→ **EXERCISE DIRECTIONS**
Rewrite the records from the line with "[tag] shallow water: a pin per instance" through the final line of the records, both included. Keep each request line as is and raise every coordinate number in the answers by 125.

(Coordinate annotation records)
————————
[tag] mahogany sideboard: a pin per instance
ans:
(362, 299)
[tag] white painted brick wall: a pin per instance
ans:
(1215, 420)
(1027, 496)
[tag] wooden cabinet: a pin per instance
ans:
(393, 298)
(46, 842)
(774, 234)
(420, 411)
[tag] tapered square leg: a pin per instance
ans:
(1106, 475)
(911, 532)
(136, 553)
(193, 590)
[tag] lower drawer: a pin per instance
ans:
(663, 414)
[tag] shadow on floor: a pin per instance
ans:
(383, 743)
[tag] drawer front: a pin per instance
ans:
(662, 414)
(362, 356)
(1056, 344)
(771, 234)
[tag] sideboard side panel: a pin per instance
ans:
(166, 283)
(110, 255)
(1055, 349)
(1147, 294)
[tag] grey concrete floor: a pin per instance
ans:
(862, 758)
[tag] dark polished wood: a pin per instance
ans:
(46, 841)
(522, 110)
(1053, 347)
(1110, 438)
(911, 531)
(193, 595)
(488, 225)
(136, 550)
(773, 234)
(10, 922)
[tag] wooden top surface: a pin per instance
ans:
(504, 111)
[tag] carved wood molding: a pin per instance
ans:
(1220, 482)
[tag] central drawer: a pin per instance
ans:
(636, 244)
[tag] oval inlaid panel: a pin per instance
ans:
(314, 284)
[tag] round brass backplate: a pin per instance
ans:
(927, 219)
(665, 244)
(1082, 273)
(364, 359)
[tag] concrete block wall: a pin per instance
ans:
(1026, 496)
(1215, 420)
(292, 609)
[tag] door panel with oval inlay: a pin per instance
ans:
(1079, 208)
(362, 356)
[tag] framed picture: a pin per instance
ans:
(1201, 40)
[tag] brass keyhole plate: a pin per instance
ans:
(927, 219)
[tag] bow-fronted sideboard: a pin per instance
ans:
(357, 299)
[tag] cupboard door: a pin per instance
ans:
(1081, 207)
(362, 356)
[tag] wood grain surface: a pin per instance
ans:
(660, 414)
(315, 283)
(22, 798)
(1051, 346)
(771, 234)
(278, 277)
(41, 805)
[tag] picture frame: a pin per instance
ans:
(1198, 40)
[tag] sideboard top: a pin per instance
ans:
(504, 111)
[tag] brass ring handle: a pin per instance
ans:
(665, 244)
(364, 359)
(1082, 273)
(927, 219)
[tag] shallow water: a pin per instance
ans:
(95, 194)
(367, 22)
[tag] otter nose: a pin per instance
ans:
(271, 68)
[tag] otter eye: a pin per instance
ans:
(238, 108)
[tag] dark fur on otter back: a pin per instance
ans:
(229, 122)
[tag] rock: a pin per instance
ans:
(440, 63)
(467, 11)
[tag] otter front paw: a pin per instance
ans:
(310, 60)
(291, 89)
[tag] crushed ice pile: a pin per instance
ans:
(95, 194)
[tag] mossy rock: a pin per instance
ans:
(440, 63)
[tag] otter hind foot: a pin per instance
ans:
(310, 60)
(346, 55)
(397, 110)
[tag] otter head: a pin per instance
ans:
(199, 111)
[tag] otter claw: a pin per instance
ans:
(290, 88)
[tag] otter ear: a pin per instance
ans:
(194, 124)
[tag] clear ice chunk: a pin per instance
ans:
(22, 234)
————————
→ **RESPONSE TO THIS EXERCISE**
[tag] shallow water: a pin per instance
ans:
(220, 319)
(492, 147)
[tag] otter nose: a pin per instance
ans:
(396, 193)
[tag] otter eye: a pin per instance
ans:
(363, 233)
[tag] dark fur on otter back: a pin per instance
ans:
(354, 247)
[tag] rock: a pin per instance
ans:
(565, 188)
(592, 136)
[tag] otter front paw: a pin per instance
ans:
(435, 185)
(416, 214)
[tag] crushed ice pile: a pin per instance
ans:
(220, 319)
[tag] mossy rock: a pin per instance
ans:
(565, 188)
[tag] otter hind foot: a pin per instance
ans:
(435, 185)
(471, 180)
(522, 235)
[tag] otter head: a pin per instance
ans:
(324, 236)
[tag] otter claw: a pin per instance
ans:
(415, 213)
[tag] otter ear: a pin per instance
ans:
(319, 249)
[tag] clear ice chunk: a pin per instance
ans:
(147, 359)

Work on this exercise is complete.